WHAT TO PRODUCE
Count the lines in the rows below that contain the string "window", matching case exactly. Reply with the number alone.

Region annotation rows:
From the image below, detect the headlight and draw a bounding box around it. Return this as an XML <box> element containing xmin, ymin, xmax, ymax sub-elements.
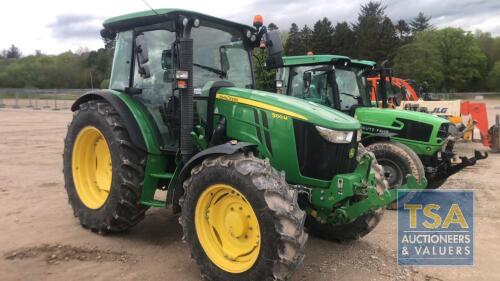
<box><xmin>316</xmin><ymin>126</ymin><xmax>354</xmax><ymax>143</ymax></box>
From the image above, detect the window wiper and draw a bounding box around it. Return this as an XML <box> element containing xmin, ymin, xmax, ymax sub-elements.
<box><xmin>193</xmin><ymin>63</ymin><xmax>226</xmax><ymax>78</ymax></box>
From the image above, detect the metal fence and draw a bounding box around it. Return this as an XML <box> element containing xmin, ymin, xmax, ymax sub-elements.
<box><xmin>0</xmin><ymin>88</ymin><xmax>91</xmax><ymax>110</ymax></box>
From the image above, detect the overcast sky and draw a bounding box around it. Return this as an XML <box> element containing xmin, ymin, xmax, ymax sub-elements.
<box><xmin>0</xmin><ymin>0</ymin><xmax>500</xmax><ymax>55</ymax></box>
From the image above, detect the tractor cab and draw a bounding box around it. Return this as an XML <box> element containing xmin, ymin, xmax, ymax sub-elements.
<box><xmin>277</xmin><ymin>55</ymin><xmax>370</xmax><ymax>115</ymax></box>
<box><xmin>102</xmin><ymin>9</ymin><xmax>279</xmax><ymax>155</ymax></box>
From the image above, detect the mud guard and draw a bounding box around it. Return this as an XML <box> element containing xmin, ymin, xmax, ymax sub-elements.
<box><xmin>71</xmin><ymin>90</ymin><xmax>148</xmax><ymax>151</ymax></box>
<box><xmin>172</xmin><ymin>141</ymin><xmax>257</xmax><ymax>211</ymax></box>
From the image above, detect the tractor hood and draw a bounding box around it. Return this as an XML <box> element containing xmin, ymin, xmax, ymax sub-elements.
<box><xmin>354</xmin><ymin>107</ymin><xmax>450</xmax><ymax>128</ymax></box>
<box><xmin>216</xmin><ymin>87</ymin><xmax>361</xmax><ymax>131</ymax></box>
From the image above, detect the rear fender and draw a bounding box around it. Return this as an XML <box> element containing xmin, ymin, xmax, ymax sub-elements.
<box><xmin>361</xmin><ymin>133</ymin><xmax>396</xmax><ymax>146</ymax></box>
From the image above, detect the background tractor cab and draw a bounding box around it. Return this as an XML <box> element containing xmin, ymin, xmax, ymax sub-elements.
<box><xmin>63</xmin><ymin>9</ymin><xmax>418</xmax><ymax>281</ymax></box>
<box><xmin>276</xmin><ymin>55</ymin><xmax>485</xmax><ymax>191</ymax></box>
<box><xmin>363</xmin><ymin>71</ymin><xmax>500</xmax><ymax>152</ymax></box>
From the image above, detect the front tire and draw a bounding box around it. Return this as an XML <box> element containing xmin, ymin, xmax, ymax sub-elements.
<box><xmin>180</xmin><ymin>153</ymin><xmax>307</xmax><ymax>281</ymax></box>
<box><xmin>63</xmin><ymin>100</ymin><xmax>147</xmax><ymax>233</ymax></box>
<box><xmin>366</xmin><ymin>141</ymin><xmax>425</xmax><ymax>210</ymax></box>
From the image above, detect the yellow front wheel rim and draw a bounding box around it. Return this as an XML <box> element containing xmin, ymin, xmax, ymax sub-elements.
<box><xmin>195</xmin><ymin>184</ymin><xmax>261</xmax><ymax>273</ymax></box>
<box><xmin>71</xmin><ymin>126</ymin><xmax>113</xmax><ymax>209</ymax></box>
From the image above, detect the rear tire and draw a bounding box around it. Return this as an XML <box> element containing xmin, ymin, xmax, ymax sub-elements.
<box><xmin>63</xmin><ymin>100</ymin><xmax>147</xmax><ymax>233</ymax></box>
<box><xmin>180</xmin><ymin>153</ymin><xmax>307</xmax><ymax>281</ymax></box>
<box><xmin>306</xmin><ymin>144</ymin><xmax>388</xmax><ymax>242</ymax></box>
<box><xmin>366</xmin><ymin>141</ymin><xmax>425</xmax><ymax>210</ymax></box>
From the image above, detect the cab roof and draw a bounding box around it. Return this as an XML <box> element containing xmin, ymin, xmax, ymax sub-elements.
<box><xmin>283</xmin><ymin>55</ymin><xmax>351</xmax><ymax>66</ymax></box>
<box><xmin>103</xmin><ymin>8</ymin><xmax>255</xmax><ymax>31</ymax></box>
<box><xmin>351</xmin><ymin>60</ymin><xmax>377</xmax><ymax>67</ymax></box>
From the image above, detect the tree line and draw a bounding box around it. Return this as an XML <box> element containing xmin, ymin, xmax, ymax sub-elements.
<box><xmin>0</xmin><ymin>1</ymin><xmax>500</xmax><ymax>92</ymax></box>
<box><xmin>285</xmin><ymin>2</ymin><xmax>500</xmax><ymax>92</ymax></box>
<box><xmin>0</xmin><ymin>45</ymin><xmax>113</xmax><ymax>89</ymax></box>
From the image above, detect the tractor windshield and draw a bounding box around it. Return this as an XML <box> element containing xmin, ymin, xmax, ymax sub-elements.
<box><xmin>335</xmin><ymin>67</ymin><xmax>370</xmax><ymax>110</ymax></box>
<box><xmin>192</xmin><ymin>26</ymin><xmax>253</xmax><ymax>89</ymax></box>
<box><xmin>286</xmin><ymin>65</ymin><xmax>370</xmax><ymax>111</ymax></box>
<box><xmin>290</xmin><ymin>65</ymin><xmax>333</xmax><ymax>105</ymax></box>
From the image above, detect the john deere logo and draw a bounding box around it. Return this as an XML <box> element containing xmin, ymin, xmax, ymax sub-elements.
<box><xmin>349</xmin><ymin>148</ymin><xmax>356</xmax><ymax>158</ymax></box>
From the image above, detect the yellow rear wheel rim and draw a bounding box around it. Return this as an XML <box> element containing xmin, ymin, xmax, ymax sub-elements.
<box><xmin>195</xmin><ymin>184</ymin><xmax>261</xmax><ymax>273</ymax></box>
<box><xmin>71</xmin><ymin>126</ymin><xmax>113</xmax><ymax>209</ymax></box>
---
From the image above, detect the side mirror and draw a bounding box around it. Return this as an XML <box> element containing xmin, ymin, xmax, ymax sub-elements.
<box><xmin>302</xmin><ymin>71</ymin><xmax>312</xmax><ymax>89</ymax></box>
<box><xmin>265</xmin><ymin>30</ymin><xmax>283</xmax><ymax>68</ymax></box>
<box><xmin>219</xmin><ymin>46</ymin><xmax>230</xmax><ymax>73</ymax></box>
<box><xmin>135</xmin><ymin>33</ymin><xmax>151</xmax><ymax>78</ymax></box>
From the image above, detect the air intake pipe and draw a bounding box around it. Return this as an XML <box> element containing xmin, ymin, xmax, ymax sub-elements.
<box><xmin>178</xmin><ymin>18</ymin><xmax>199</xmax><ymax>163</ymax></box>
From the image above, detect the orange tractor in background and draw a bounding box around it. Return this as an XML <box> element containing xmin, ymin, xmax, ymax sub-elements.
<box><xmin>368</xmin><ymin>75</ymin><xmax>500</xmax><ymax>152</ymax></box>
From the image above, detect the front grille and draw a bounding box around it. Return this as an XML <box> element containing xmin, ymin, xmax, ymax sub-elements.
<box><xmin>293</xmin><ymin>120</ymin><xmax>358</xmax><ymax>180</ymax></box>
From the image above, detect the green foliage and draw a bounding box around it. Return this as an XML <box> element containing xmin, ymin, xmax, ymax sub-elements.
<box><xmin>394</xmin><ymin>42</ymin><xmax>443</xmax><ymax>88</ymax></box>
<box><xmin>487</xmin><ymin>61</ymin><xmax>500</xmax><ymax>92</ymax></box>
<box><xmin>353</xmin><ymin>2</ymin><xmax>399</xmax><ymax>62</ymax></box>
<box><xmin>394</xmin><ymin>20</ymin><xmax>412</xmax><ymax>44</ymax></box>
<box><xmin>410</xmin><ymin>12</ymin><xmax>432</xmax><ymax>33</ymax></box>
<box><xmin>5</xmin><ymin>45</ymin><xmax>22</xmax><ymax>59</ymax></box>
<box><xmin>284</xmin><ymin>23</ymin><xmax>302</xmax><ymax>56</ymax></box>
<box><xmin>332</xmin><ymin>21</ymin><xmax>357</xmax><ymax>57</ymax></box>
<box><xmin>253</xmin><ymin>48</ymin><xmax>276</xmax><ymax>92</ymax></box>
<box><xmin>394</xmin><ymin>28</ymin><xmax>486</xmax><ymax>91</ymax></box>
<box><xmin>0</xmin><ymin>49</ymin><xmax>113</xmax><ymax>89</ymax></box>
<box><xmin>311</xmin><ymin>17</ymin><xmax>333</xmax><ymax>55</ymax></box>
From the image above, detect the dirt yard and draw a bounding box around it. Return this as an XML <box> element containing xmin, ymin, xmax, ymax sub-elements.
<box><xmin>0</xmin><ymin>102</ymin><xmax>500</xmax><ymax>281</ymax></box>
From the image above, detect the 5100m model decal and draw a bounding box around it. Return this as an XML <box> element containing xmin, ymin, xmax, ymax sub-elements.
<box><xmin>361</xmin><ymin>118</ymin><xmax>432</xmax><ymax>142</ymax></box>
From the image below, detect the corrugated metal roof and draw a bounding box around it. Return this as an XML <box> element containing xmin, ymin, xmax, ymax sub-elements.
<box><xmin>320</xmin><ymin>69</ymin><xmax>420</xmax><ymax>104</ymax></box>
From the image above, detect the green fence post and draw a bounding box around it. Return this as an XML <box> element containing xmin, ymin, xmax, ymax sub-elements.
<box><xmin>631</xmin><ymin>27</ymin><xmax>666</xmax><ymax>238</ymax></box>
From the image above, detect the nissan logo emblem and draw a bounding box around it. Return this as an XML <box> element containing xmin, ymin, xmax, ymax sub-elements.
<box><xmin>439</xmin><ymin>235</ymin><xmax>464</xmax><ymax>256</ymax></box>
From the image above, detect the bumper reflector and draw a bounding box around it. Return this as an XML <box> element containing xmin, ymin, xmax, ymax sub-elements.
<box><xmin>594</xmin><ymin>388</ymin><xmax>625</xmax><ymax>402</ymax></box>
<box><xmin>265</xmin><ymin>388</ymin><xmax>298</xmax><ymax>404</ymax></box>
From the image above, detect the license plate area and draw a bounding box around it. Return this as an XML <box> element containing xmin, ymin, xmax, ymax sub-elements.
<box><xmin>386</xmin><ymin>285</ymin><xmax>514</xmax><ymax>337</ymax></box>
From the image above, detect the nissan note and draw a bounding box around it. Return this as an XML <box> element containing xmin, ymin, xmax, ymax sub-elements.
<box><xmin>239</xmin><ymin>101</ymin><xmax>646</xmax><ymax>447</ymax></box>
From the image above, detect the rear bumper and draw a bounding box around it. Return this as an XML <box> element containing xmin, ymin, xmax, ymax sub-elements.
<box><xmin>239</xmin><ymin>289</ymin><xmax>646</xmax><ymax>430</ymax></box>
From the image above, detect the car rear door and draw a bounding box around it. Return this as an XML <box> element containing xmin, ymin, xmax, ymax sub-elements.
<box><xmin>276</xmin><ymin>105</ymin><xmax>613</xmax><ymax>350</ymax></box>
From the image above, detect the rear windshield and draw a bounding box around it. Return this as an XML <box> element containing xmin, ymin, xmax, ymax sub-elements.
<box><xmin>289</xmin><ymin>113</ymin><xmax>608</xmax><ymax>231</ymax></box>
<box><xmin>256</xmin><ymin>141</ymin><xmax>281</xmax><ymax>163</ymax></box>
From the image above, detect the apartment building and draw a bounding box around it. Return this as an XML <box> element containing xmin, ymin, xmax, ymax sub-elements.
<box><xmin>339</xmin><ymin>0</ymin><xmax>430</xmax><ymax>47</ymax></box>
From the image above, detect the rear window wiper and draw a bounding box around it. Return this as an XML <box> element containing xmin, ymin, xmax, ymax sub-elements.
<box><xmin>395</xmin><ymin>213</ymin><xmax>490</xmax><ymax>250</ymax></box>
* * *
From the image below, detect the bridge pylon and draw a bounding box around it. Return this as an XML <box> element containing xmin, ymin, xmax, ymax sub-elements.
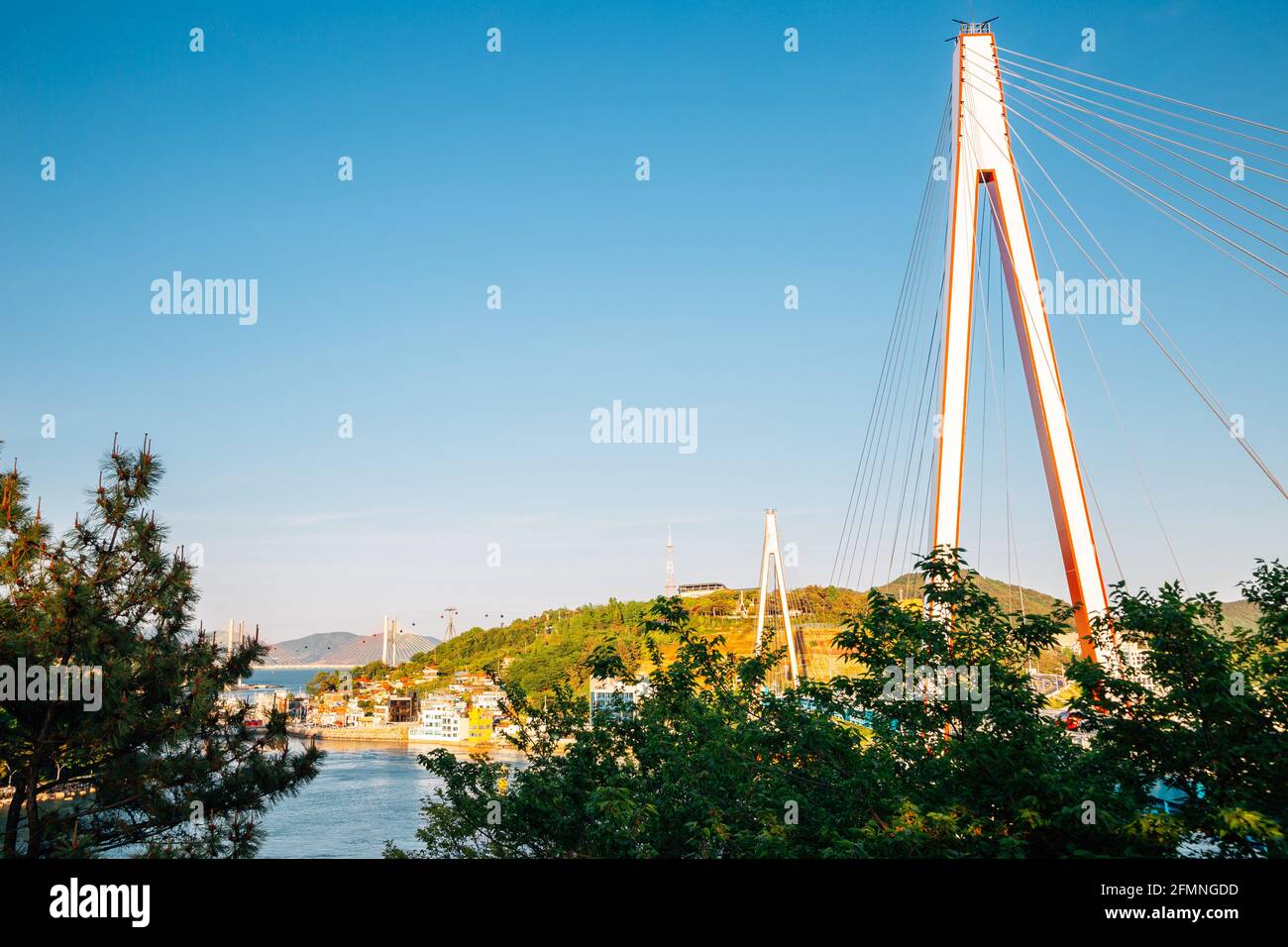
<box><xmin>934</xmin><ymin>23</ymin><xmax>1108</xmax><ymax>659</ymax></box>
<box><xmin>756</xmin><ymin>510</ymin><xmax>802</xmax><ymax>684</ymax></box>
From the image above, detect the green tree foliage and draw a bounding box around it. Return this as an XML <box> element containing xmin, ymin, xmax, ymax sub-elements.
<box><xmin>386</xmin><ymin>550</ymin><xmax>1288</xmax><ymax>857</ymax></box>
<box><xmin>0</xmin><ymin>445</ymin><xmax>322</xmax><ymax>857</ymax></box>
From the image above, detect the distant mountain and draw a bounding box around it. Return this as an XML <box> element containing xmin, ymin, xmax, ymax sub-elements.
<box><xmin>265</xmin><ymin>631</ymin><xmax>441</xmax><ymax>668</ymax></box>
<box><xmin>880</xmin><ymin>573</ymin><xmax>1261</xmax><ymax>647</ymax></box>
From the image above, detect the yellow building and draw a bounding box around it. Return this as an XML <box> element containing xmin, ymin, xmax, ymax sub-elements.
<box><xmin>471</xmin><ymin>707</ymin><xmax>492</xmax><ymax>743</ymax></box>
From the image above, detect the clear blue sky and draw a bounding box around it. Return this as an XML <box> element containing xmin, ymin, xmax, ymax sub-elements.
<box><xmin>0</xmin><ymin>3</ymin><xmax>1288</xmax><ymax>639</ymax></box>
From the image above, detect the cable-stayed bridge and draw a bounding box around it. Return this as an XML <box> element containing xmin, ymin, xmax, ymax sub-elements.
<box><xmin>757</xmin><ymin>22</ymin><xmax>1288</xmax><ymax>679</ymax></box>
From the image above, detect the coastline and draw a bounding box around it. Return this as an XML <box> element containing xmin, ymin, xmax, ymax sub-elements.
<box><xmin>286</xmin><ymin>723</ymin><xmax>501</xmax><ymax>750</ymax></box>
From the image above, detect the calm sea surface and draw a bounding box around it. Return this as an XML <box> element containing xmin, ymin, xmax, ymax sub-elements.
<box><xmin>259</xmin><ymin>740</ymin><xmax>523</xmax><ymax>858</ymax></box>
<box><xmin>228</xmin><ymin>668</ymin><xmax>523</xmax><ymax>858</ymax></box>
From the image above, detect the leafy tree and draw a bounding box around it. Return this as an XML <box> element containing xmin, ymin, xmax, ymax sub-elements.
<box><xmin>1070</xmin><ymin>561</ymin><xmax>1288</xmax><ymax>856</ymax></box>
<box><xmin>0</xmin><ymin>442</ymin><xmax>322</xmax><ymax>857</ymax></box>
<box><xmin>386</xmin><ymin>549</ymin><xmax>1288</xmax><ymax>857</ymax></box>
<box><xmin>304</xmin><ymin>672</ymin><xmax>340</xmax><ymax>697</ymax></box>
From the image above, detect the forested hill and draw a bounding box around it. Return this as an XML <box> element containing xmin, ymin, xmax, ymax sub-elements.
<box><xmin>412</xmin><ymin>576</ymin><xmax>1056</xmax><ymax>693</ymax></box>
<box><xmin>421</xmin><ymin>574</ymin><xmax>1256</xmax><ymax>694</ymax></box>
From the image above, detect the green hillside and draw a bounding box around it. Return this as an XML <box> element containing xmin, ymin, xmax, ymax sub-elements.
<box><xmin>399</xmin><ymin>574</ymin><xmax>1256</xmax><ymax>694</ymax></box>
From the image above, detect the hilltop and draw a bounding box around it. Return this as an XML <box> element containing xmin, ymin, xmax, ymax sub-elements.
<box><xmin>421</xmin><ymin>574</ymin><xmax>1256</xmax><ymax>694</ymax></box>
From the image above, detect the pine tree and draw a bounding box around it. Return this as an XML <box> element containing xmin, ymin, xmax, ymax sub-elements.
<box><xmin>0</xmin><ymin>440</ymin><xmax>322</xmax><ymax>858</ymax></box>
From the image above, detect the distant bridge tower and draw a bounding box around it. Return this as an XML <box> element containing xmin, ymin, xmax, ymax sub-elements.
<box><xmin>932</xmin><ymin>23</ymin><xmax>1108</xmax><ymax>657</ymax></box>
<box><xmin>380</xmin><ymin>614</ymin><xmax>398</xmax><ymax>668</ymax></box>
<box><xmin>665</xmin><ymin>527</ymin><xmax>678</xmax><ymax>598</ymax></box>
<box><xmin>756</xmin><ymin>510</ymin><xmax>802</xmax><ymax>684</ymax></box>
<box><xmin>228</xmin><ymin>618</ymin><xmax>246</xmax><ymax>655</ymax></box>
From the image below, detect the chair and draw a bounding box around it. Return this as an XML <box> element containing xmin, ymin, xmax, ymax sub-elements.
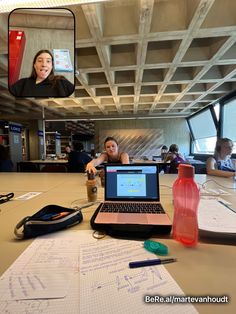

EXERCISE SOLUTION
2